▼▼▼

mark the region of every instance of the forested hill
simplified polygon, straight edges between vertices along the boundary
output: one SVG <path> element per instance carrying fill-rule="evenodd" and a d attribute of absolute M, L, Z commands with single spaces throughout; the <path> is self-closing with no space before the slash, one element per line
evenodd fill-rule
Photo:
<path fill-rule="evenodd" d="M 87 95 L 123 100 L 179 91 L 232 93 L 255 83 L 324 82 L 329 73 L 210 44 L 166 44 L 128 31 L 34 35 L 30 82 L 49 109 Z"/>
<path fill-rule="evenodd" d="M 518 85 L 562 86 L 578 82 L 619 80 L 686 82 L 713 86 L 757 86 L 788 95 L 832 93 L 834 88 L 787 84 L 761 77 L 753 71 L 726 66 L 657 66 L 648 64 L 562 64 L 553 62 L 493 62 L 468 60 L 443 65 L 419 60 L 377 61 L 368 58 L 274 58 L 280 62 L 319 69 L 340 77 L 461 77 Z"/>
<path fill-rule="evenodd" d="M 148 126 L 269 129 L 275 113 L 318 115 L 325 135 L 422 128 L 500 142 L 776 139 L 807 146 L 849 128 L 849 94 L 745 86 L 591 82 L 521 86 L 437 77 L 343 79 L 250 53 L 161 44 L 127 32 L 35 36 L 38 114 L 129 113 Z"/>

▲▲▲

• TASK DESCRIPTION:
Can you copy out every line of the listing above, character for character and without any changes?

• TASK OUTPUT:
mark the region of every instance of the forested hill
simplified polygon, straight edges between vertices along the boundary
output: one SVG <path> element per instance carrying fill-rule="evenodd" and a d attribute of absolute M, L, Z commands with single spaces throughout; the <path> is self-closing with no space before the slash, one element per line
evenodd fill-rule
Photo:
<path fill-rule="evenodd" d="M 87 95 L 123 100 L 179 91 L 232 93 L 255 83 L 324 82 L 329 73 L 210 44 L 166 44 L 128 31 L 34 35 L 30 82 L 49 109 Z"/>
<path fill-rule="evenodd" d="M 518 85 L 562 86 L 578 82 L 619 80 L 686 82 L 713 86 L 757 86 L 788 95 L 832 93 L 834 88 L 787 84 L 761 77 L 753 71 L 726 66 L 657 66 L 648 64 L 562 64 L 553 62 L 493 62 L 468 60 L 443 65 L 419 60 L 377 61 L 368 58 L 274 58 L 280 62 L 319 69 L 340 77 L 461 77 Z"/>
<path fill-rule="evenodd" d="M 148 126 L 269 129 L 275 113 L 318 115 L 325 135 L 422 128 L 500 142 L 776 139 L 807 146 L 849 128 L 849 94 L 745 86 L 591 82 L 521 86 L 437 77 L 343 79 L 250 53 L 161 44 L 127 32 L 35 36 L 38 114 L 129 113 Z"/>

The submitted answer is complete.